Supplied data
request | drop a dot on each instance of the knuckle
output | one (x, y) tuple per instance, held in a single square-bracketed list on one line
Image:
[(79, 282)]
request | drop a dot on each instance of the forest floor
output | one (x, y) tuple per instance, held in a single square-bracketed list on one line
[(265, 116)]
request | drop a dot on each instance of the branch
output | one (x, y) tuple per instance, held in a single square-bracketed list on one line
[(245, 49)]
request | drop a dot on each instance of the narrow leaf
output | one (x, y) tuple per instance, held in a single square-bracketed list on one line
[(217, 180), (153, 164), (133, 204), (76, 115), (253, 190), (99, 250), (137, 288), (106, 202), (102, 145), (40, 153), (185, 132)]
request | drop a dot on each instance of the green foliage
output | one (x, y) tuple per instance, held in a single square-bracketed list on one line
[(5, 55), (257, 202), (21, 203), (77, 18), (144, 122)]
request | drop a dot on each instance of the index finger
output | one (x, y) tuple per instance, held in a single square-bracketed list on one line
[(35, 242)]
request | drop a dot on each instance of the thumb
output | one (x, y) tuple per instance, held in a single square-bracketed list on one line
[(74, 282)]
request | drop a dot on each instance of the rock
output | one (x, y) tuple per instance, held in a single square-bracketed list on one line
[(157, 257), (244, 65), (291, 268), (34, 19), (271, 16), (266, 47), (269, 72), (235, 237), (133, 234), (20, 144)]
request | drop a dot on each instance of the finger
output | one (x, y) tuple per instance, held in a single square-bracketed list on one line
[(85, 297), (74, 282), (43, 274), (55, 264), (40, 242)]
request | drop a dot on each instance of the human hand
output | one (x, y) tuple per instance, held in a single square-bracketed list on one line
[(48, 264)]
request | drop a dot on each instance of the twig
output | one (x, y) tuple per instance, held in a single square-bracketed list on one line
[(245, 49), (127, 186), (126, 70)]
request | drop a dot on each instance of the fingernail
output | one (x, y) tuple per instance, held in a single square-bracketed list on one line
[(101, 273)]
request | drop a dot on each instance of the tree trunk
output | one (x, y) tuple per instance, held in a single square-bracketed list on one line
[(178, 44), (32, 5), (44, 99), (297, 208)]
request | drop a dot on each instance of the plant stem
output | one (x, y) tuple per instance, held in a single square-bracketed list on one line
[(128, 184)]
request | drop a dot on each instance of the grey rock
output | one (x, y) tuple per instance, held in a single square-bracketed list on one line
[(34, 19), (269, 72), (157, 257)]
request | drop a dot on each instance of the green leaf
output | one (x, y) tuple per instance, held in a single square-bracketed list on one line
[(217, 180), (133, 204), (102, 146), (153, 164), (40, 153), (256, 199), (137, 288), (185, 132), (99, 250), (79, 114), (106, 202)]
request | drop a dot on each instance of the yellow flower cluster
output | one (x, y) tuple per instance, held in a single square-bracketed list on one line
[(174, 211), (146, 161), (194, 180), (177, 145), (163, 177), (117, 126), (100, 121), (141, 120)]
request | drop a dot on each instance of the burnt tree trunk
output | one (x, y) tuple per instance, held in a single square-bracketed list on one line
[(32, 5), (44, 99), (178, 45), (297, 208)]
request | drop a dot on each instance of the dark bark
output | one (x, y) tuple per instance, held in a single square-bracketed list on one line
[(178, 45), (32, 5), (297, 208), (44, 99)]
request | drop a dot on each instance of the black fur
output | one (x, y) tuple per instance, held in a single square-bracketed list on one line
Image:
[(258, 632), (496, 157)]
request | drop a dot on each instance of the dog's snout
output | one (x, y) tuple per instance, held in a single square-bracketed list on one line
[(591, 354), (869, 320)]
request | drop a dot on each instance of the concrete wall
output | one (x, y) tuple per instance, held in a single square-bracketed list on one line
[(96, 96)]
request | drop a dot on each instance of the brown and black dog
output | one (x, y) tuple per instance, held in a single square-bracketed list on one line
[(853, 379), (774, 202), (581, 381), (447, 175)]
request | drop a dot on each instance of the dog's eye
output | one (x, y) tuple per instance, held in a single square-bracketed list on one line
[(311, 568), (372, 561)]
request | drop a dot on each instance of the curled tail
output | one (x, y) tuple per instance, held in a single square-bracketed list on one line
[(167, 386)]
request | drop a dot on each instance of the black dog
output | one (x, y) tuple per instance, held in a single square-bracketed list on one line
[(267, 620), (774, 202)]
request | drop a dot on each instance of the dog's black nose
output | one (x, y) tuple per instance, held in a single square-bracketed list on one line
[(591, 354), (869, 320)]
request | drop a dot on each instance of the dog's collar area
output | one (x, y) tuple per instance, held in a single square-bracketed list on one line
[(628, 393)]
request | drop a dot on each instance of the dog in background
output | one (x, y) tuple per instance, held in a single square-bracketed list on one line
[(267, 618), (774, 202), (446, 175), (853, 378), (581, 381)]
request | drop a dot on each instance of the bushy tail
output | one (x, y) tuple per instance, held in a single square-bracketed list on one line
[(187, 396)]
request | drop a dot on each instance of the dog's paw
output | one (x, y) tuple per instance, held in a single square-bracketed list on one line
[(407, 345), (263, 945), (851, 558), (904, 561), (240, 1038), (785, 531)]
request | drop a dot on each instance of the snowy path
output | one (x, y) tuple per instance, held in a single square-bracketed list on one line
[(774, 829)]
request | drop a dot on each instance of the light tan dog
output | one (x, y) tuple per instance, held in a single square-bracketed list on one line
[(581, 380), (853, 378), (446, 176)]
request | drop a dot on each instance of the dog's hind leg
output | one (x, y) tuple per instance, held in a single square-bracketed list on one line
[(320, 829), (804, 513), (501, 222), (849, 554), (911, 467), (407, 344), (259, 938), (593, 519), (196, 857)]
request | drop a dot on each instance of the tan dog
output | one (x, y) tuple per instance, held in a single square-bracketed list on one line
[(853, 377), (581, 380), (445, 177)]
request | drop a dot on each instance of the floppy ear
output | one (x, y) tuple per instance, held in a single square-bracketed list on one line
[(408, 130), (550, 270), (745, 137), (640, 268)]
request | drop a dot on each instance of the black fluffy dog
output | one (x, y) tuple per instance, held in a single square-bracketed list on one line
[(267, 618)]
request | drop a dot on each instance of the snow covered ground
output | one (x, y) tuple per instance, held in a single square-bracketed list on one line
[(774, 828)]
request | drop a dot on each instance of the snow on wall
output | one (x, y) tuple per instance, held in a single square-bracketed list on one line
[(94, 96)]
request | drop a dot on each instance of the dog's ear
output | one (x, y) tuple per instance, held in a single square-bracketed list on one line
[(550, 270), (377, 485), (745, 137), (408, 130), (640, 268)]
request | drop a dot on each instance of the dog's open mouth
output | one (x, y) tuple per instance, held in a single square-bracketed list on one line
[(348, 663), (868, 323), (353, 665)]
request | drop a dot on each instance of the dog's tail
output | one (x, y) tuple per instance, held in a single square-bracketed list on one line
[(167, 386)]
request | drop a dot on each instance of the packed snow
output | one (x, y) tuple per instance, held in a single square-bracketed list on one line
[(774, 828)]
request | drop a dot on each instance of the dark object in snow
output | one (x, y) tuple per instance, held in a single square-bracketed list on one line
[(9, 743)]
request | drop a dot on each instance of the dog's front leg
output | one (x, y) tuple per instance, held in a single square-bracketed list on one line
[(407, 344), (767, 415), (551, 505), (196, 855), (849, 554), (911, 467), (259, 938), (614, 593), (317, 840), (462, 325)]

The request
Convert the items starting at the line containing "request | drop a dot on each instance of the forest" and ending at the line containing "234), (20, 144)]" into a two-column CSV with the headers item and answer, one row per item. Put each item's text and its answer in a single quoted field, with line breaks replaced by spaces.

Written answer
item,answer
"request | drop a dot on each instance of the forest floor output | one (x, y) tuple per instance, held in a single square-bracketed list on one line","[(265, 116)]"
"request | drop a dot on each instance of the branch output | one (x, y) tuple per instance, held in a single square-bracketed list on one line","[(245, 49)]"
"request | drop a dot on each instance of the narrow leaf output | one (x, y) tuple per instance, held in a single square-bracketed list on one line","[(217, 180), (153, 164), (133, 204), (76, 115), (253, 190), (99, 250), (137, 288), (106, 202), (102, 145), (40, 153), (185, 132)]"
"request | drop a dot on each instance of the green foliage output | one (x, y) tuple per instance, held in a single square-bracketed list on one line","[(5, 55), (257, 202), (21, 203), (77, 18), (144, 122)]"
"request | drop a dot on each instance of the index finger output | one (x, y) tuple per instance, held in a single square-bracketed list on one line","[(35, 242)]"
"request | drop a dot on each instance of the thumb output | one (x, y) tuple per instance, held in a single square-bracketed list on one line","[(74, 282)]"
"request | drop a dot on each instance of the rock output | one (x, y) tuple per instance, held in a single square-bracketed list on one line","[(157, 257), (244, 65), (291, 268), (34, 19), (271, 16), (266, 47), (269, 72), (235, 237), (133, 234), (20, 144)]"